▸ **EXERCISE DATA**

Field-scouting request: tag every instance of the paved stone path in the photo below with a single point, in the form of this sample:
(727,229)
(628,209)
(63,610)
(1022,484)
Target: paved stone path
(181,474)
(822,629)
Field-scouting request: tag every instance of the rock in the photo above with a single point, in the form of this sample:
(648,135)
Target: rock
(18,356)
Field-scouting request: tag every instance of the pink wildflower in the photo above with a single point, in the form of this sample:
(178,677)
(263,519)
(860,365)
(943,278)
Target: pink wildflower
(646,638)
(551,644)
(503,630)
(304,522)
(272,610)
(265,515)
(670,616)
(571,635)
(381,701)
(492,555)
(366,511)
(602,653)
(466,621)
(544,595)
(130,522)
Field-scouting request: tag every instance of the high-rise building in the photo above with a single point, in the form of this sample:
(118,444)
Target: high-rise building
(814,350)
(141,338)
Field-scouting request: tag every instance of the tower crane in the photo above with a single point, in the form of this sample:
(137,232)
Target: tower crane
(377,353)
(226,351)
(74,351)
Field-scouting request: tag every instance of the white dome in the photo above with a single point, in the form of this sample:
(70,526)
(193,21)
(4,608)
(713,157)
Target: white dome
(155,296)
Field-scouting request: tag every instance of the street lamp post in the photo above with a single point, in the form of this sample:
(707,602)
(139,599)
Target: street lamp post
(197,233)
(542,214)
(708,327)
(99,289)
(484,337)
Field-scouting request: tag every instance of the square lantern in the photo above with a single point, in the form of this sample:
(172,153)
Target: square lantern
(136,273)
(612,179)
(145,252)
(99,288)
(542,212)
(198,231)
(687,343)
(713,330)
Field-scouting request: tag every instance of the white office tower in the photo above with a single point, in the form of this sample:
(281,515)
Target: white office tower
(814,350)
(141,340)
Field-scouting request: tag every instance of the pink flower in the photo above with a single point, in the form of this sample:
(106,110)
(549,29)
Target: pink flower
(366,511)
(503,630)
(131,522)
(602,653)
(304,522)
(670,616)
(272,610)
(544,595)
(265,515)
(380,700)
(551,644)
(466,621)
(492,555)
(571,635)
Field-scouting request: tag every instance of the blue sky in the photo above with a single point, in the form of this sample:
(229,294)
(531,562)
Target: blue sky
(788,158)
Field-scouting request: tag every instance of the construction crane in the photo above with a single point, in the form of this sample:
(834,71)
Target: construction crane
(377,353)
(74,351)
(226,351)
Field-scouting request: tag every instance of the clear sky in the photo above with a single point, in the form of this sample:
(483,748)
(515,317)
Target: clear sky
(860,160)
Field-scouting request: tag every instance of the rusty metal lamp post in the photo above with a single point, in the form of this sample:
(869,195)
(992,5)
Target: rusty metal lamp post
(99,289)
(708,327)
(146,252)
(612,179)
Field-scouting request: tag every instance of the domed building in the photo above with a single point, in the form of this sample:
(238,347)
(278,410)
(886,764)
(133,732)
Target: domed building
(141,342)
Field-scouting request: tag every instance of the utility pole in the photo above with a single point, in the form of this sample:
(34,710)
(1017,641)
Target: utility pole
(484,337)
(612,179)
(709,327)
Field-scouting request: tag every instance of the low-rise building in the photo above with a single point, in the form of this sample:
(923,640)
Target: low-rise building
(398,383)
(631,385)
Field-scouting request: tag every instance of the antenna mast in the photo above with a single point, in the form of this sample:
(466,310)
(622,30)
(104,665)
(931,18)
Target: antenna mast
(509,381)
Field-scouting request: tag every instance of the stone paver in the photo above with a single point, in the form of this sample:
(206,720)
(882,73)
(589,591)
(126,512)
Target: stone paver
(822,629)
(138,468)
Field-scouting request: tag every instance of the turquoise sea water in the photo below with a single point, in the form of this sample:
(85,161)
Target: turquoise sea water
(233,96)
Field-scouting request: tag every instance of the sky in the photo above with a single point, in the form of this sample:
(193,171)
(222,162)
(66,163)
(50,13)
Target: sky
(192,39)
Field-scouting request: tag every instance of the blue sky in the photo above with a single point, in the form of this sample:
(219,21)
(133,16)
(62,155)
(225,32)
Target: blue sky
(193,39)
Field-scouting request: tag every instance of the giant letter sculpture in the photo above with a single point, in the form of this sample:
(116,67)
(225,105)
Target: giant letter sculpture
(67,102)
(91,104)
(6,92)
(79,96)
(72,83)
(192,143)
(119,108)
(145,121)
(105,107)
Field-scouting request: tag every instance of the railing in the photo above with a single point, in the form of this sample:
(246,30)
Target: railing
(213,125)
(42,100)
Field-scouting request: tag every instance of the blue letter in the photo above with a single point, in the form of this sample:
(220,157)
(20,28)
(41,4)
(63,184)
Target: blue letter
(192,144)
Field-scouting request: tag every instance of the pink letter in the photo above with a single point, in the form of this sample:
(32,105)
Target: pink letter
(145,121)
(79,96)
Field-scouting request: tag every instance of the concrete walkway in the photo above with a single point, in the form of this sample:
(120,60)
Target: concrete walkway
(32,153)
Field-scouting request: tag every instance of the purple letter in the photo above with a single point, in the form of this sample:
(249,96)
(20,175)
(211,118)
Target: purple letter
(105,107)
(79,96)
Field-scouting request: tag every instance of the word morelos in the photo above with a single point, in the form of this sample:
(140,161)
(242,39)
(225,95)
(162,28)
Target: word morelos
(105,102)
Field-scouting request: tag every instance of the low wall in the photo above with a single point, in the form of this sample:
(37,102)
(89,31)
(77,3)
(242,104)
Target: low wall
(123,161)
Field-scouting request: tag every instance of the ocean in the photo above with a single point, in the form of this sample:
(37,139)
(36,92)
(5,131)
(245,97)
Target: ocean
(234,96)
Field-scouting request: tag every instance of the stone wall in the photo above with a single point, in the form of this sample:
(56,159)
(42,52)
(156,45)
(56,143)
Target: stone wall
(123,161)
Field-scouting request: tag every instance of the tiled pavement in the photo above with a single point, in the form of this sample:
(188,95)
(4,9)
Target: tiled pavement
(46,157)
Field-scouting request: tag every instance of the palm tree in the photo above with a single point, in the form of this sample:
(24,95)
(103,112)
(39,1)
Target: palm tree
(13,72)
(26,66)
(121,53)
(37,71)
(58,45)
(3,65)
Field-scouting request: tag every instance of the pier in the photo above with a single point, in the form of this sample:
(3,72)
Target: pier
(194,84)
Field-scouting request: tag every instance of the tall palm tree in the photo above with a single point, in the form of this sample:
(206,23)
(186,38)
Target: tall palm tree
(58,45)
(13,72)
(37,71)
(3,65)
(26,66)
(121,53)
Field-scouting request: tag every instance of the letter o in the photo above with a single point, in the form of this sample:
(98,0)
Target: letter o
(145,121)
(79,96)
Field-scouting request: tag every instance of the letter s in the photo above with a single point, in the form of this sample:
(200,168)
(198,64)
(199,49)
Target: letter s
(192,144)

▸ **SHORT EXERCISE**
All of the entries need to be reproduced exactly; please write them out.

▸ **TASK RESULT**
Field-scouting request: tag every instance of the paved stone path in the photo below with a single point, in the form of this sample:
(727,229)
(628,209)
(63,610)
(1022,484)
Target: paved stone path
(181,474)
(822,629)
Field-scouting request: tag every instance of the rock in the photo above with a single point, in the form of this sample:
(648,135)
Target: rock
(18,356)
Field-scouting request: tag every instance of the pink wildflower in the photo above with a single point, in the form of this sample:
(178,677)
(263,519)
(860,365)
(943,278)
Target: pink wildflower
(646,638)
(551,644)
(503,630)
(304,522)
(272,610)
(265,515)
(670,616)
(571,635)
(381,701)
(492,555)
(366,511)
(602,653)
(466,621)
(544,595)
(130,522)
Field-scouting request: tag every instance of the high-rise building in the photo above with a single point, in the form of this sample:
(118,444)
Target: high-rise building
(814,350)
(141,338)
Field-scouting request: tag every instance of the tower crane in the photo above with a single point, in the form of this sample:
(137,232)
Target: tower crane
(377,353)
(226,351)
(74,351)
Field-scouting request: tag every instance of the white dome in the photo above with a single point, in the form of this sample:
(70,526)
(193,21)
(4,608)
(713,157)
Target: white dome
(155,296)
Field-scouting request: tag every instance of the street lamp post in the photo above with a single point, in the form of this sample:
(707,602)
(139,599)
Target: street lamp post
(197,233)
(542,214)
(708,327)
(99,289)
(484,337)
Field-scouting request: tag every instance of the square lantern in the photo above with a single point, in the form of this sample:
(172,153)
Target: square lantern
(136,273)
(612,179)
(145,252)
(99,288)
(542,212)
(198,231)
(687,343)
(713,330)
Field-scouting request: tag every instance of the white office tower in the photo above with a single point, in the form of this sample:
(281,515)
Target: white office tower
(814,350)
(141,340)
Field-scouting request: tag every instance of the pink flower in the photo above with a single point, in the form of this sample:
(106,110)
(549,29)
Target: pink flower
(366,511)
(503,630)
(131,522)
(602,653)
(304,522)
(670,616)
(272,610)
(544,595)
(265,515)
(380,700)
(551,644)
(466,621)
(492,555)
(571,635)
Field-scouting request: tag every instance of the blue sky in the photo above with a single point, in the form of this sample:
(229,294)
(531,562)
Target: blue sky
(788,158)
Field-scouting request: tag every instance of the construction crane in the photo above with a single point, in the form of this sample:
(834,71)
Target: construction crane
(377,353)
(74,351)
(226,351)
Field-scouting request: tag every instance of the clear sky in the photo above with a single point, in the form of this sample:
(483,748)
(515,317)
Target: clear sky
(860,160)
Field-scouting request: tag every instance of the rusty metal lamp post in the photo above with a single point, in the form of this sample:
(869,195)
(992,5)
Target: rusty metal lamp post
(99,289)
(708,327)
(146,252)
(612,179)
Field-scouting request: tag every instance of the domed building in the photo above with a single point, in the form of this sample:
(238,347)
(278,410)
(886,764)
(133,732)
Target: domed building
(141,342)
Field-scouting request: tag every instance of the utility pole in the photo above with a single point, in the form of this sample:
(34,710)
(1017,641)
Target: utility pole
(484,337)
(612,179)
(709,327)
Field-scouting request: tag every instance of the low-rise building in the photo above with a single point, in the form of this sample:
(923,640)
Target: low-rise building
(398,383)
(631,385)
Field-scouting request: tag every instance of the antenna mast in the photo above with a single point, in the form of this sample:
(466,310)
(622,30)
(104,665)
(931,18)
Target: antenna mast
(509,381)
Field-scouting request: tag every instance of the stone paver in the photo above with a single point, in the form of this sample:
(206,720)
(882,73)
(589,591)
(126,512)
Target: stone paver
(822,629)
(138,468)
Field-scouting request: tag every instance of the turquoise sea water in the photo below with a single point, in the form of this sample:
(85,161)
Target: turquoise sea water
(233,96)
Field-scouting request: tag every instance of the sky in the photo above with a single point, in the form of this sample:
(193,171)
(222,162)
(66,163)
(50,13)
Target: sky
(192,39)
Field-scouting request: tag every instance of the blue sky in the photo above with a single point, in the form of this sample:
(219,21)
(133,16)
(62,155)
(225,32)
Target: blue sky
(193,39)
Field-scouting request: tag every instance of the giant letter sculpture in the photo above with a single point, in the form of this sample:
(116,67)
(225,105)
Target: giant letter sculpture
(67,102)
(91,104)
(6,92)
(79,96)
(72,83)
(192,143)
(119,108)
(145,121)
(105,107)
Field-scouting request: tag every instance of the railing in the photo above with a single point, in the form of this sample:
(246,30)
Target: railing
(213,125)
(42,100)
Field-scouting request: tag every instance of the blue letter in the photo above with a single point, in the form of this sample:
(220,157)
(20,28)
(41,4)
(63,184)
Target: blue letter
(192,144)
Field-scouting request: tag every instance of the pink letter in the photo above with a single point, in the form of this sample:
(32,105)
Target: pink letter
(145,121)
(79,96)
Field-scouting request: tag every instance of the concrete walkway in the photo above with a single point, in the form of this sample:
(120,60)
Target: concrete walkway
(32,153)
Field-scouting request: tag every instance of the purple letter in the photo above with a single point, in the form of this sample:
(249,96)
(20,175)
(211,118)
Target: purple letter
(105,107)
(79,96)
Field-scouting request: tag every instance of the word morelos in the photo above with a single point, in the form of this sample:
(140,161)
(242,39)
(225,95)
(162,28)
Target: word morelos
(105,102)
Field-scouting request: tag every instance of the low wall in the photo above with a single point, in the form of this sample:
(37,102)
(89,31)
(77,3)
(242,104)
Target: low wall
(123,161)
Field-scouting request: tag every instance of the ocean in the photo above with a single point, in the form of this sample:
(37,139)
(36,92)
(5,131)
(245,97)
Target: ocean
(234,96)
Field-scouting request: tag every instance of the stone wall in the photo above with a single point, in the form of this sample:
(56,159)
(42,52)
(156,45)
(56,143)
Target: stone wall
(123,161)
Field-scouting request: tag every instance of the tiled pavement in the photo above with a single point, in the form of this sample:
(188,95)
(4,9)
Target: tiled pavement
(46,157)
Field-scouting request: tag every instance of the palm tree in the photo above with a single point, in the form of this sample:
(24,95)
(103,112)
(39,1)
Target: palm tree
(13,72)
(26,66)
(121,53)
(37,71)
(58,45)
(3,65)
Field-scouting request: tag every instance of the pier in the photo above with a single point, in the form of this sample:
(3,72)
Target: pier
(194,84)
Field-scouting request: tag every instance of the tall palm tree in the photo above with a single point, in the form of this sample:
(206,23)
(186,38)
Target: tall palm tree
(58,45)
(13,72)
(37,71)
(3,65)
(26,66)
(121,53)
Field-scouting request: tag every instance of the letter o in the photo above with a single point, in the form of this sample:
(98,0)
Target: letter o
(145,121)
(79,96)
Field-scouting request: tag every instance of the letter s in the photo above with a single point, in the form of this sample:
(200,168)
(198,64)
(199,49)
Target: letter s
(192,144)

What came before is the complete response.